-- What to work on --
Without including any pictures, copy each entry below exactly.

— Start Given data —

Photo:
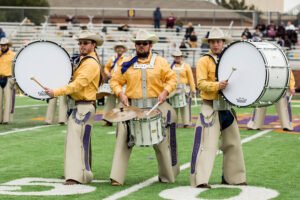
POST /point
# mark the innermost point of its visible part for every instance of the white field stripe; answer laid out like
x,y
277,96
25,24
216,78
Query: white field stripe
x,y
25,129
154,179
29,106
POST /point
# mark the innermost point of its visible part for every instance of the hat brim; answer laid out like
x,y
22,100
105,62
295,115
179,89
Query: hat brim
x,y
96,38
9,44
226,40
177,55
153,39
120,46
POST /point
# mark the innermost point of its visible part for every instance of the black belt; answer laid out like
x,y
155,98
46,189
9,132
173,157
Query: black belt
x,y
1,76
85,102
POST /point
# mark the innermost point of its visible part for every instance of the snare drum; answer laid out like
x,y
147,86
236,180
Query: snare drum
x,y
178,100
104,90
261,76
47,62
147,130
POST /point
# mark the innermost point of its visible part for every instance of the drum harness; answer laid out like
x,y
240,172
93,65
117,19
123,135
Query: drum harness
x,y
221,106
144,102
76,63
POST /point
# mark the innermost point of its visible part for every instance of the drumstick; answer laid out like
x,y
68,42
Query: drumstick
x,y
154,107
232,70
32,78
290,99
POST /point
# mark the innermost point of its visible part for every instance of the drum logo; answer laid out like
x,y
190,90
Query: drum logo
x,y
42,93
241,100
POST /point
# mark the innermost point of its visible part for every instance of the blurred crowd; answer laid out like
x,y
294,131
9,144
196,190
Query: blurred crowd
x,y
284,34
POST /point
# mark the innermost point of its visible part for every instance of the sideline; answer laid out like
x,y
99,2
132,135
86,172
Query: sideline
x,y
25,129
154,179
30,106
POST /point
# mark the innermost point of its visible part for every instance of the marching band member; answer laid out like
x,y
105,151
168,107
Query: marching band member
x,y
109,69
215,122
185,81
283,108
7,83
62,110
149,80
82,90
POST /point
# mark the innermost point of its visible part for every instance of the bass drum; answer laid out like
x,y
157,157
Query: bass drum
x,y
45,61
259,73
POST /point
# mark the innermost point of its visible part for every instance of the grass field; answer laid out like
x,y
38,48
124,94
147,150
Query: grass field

— End Given data —

-- Solution to the problem --
Photo:
POST /point
# mark the innermost point of its visible part for every instance of the white field stripe; answer laid out like
x,y
277,96
25,24
216,78
Query: white field stripe
x,y
25,129
154,179
29,106
POST /point
# mark the innermost point of its visible part for every instance of the hat brim; answer laid out like
x,y
22,100
105,62
295,115
179,89
Query: hat brim
x,y
96,38
9,44
226,40
177,55
153,39
120,46
POST /point
# mark the innermost point of its visible part for every instance of the black belt; answer laid out like
x,y
155,98
46,189
9,132
173,157
Query: black belt
x,y
1,76
85,102
POST /point
# mark the innermost point of its visible part for every instance of the snare drum; answer laid out like
x,y
147,86
236,180
Query: snare drum
x,y
178,100
104,90
261,76
47,62
147,130
POST /point
# mark the innermost point of its visible part for every instance of the drum harness; answer laid out like
x,y
240,172
93,65
117,19
123,135
Query: drum harness
x,y
221,106
144,102
76,63
POST /point
# mark the innermost point of its visible part for every instance of the drumstick; answer laid out like
x,y
68,42
Query: drumstick
x,y
154,107
232,70
32,78
290,99
POST /point
# mark the innermost point of its visible part for every instance of the drum logo; answer laid out like
x,y
190,90
Query: drum logo
x,y
42,93
241,100
POST /point
# mark the innermost point of its visible part for every instance of the blurred crowd; answer laid out like
x,y
294,131
9,144
196,190
Query: blurred crowd
x,y
284,34
POST /point
# mark the innermost point of its visible part for every instance of the sideline; answer laid out like
x,y
99,2
132,135
86,172
Query: sideline
x,y
25,129
154,179
30,106
POST /point
# mark the innermost point of its visible part for every instance of the marching band member; answer laid out like
x,y
105,151
168,107
Query: marching band member
x,y
109,69
215,122
185,81
283,108
7,83
62,110
149,80
82,90
POST /point
# mark the innermost point of its visible part for every instance of the bass drum; answer laid out like
x,y
157,157
Query: bass drum
x,y
45,61
259,73
POST /point
# mark the innermost point of its visible part for every instance of the grass field; answer laid out like
x,y
38,48
124,94
147,150
Query: grass field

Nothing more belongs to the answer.